=== Begin Enclosure ===

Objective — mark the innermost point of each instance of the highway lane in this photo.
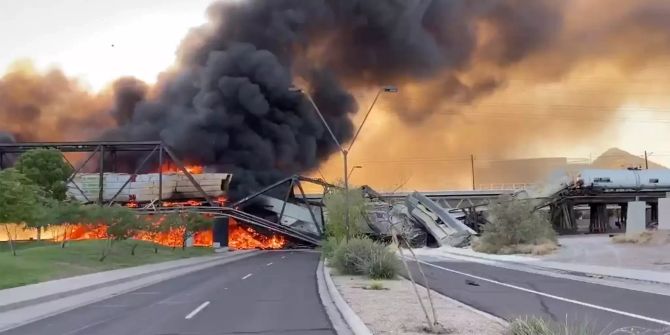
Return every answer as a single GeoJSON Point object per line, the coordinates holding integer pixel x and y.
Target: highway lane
{"type": "Point", "coordinates": [272, 293]}
{"type": "Point", "coordinates": [510, 293]}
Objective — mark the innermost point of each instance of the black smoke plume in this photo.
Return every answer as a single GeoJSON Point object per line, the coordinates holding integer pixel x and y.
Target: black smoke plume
{"type": "Point", "coordinates": [230, 105]}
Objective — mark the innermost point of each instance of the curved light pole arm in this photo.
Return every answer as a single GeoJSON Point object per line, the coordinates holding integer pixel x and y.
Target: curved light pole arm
{"type": "Point", "coordinates": [323, 120]}
{"type": "Point", "coordinates": [353, 140]}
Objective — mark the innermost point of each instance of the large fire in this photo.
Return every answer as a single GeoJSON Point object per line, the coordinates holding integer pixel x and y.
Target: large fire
{"type": "Point", "coordinates": [172, 238]}
{"type": "Point", "coordinates": [242, 237]}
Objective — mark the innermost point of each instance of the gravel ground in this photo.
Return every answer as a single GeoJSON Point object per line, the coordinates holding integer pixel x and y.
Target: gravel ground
{"type": "Point", "coordinates": [600, 250]}
{"type": "Point", "coordinates": [396, 310]}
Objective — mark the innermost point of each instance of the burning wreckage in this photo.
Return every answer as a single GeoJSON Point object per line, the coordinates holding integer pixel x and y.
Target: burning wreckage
{"type": "Point", "coordinates": [419, 220]}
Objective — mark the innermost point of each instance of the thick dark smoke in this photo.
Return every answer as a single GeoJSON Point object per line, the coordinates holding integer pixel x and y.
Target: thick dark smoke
{"type": "Point", "coordinates": [238, 113]}
{"type": "Point", "coordinates": [231, 107]}
{"type": "Point", "coordinates": [228, 103]}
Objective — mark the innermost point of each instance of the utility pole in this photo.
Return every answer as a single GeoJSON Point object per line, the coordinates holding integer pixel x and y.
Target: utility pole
{"type": "Point", "coordinates": [472, 167]}
{"type": "Point", "coordinates": [345, 152]}
{"type": "Point", "coordinates": [646, 162]}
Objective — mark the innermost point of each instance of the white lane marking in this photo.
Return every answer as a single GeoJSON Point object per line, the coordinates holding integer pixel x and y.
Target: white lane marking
{"type": "Point", "coordinates": [602, 308]}
{"type": "Point", "coordinates": [197, 310]}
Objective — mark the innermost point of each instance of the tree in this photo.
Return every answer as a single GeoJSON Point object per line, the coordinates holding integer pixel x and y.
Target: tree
{"type": "Point", "coordinates": [20, 201]}
{"type": "Point", "coordinates": [63, 214]}
{"type": "Point", "coordinates": [515, 226]}
{"type": "Point", "coordinates": [47, 169]}
{"type": "Point", "coordinates": [335, 205]}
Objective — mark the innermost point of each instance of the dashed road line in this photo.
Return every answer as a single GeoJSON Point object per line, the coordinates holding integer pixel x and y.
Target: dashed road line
{"type": "Point", "coordinates": [197, 310]}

=== End Enclosure ===

Task objective:
Retype exactly, please, each line from the line that contains "line in this photo." through the last line of the entries above, with nothing added.

Your solution:
Objective — mark the innermost point of each instance of the dashed road line in this photo.
Return every answer as a single GeoJSON Point object per line, the coordinates holding integer pixel x and y.
Target: dashed road line
{"type": "Point", "coordinates": [197, 310]}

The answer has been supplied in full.